- [TO DO] Write out the passage on the burial reserve word for word, from "and exacerbated by" to "of the place.".

- [PAGE EXTRACT]

The site in question is managed as a reserve, but is susceptible to a
number of pressures, including tourism impacts, bio-mechanical impacts
through tree-planting designed to shelter remaining headstones, and
particularly chemical impacts - both through natural processes (acid soils)
and exacerbated by present management (i.e pine-bark paths). The ultimate
aim is to understand what is there, what is happening to it, and whether
there is anything we can/should be doing to change our current management
to protect the potential scientific values of the place.
We are having a hard time trying to convince the local heritage consent
authority of the merits, both of conserving human burials, and of doing
archaeological research for the purposes of in-situ conservation. the
prevailing attitude appears to be to 'let it decay in peace - there is
nothing to see here - move along'. As an archaeologist I have a problem
with this view. Sadly, if this attitude persists it will affect the
development of state heritage policy on burials/human remains (being
formulated as I write this), potentially removing forever the possibility
of answerinmg many important questions about Tasmania's colonial past.

- [DATA]
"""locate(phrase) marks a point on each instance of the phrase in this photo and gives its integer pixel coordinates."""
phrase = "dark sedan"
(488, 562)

- [RIGHT ANSWER]
and exacerbated by present management (i.e pine-bark paths). The ultimate
aim is to understand what is there, what is happening to it, and whether
there is anything we can/should be doing to change our current management
to protect the potential scientific values of the place.